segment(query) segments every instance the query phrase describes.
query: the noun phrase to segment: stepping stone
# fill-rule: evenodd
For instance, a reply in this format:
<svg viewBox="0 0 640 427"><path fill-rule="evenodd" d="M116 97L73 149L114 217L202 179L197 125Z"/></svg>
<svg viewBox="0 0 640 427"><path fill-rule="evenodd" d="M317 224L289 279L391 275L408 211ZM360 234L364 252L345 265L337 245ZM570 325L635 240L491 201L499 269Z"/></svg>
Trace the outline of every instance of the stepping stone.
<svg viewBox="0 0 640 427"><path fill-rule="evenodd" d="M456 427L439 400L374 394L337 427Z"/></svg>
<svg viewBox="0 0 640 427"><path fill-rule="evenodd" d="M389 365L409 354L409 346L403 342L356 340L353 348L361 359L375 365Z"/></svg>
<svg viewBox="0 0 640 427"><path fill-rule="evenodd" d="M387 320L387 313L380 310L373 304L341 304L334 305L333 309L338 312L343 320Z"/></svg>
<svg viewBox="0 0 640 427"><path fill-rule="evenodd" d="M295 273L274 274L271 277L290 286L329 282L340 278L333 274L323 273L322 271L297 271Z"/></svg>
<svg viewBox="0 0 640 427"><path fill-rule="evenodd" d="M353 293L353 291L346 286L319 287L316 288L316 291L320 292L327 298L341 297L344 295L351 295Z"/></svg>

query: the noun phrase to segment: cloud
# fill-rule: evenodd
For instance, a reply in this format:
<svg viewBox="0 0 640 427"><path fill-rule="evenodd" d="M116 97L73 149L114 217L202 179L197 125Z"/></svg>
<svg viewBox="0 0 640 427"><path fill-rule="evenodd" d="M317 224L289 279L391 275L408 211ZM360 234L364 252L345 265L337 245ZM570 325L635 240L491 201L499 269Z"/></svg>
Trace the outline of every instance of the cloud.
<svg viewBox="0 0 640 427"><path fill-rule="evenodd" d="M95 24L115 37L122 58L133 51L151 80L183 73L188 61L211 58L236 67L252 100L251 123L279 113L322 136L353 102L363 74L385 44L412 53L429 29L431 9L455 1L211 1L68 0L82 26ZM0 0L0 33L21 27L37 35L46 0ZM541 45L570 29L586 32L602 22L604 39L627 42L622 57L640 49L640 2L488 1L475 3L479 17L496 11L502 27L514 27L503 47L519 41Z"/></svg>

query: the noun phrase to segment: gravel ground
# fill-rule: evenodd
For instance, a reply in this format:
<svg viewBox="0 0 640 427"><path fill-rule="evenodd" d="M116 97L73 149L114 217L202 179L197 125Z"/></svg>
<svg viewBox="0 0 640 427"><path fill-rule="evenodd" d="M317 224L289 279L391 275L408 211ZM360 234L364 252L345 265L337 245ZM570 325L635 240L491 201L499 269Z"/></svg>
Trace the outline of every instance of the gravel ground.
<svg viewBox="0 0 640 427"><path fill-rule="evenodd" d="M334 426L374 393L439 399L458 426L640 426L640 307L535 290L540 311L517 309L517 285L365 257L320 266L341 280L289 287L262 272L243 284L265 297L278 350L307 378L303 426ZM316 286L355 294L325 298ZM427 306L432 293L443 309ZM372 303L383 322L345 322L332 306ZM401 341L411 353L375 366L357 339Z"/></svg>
+ + + + +
Write out exactly the lines from the line holding "query: the noun phrase to segment: cloud" through the last line of the data, and nothing besides those lines.

query: the noun phrase to segment: cloud
# fill-rule: evenodd
For instance, a reply in this format:
<svg viewBox="0 0 640 427"><path fill-rule="evenodd" d="M116 97L73 149L114 217L202 179L197 125Z"/></svg>
<svg viewBox="0 0 640 427"><path fill-rule="evenodd" d="M317 224L289 279L391 275L408 211ZM360 234L364 252L345 265L337 245ZM570 325L635 240L491 201L499 269Z"/></svg>
Trace the outline of every instance of the cloud.
<svg viewBox="0 0 640 427"><path fill-rule="evenodd" d="M95 24L115 37L122 58L133 51L151 80L183 73L188 61L211 58L236 67L252 100L251 123L279 113L322 136L353 102L363 74L385 44L412 53L429 29L431 9L455 1L211 1L68 0L82 26ZM0 0L0 33L21 27L37 35L46 0ZM541 45L570 29L586 32L602 22L604 39L627 42L622 57L640 49L640 2L488 1L475 3L479 17L496 11L502 27L514 27L503 47L519 41Z"/></svg>

query: the noun phrase to segment: gravel ground
# fill-rule: evenodd
For instance, a reply in this format:
<svg viewBox="0 0 640 427"><path fill-rule="evenodd" d="M116 97L73 149L114 217L202 179L197 125Z"/></svg>
<svg viewBox="0 0 640 427"><path fill-rule="evenodd" d="M317 224L289 279L391 275L408 211ZM360 234L364 252L345 265L337 245ZM570 325L635 240L491 201L499 269Z"/></svg>
Trace the outline of every instance of the gravel ground.
<svg viewBox="0 0 640 427"><path fill-rule="evenodd" d="M334 426L374 393L439 399L458 426L640 426L640 307L535 290L540 311L517 309L517 285L365 257L320 266L341 280L289 287L262 272L243 284L265 297L278 350L307 378L303 426ZM316 286L355 294L325 298ZM427 306L432 293L443 309ZM372 303L383 322L345 322L332 306ZM401 341L411 353L375 366L357 339Z"/></svg>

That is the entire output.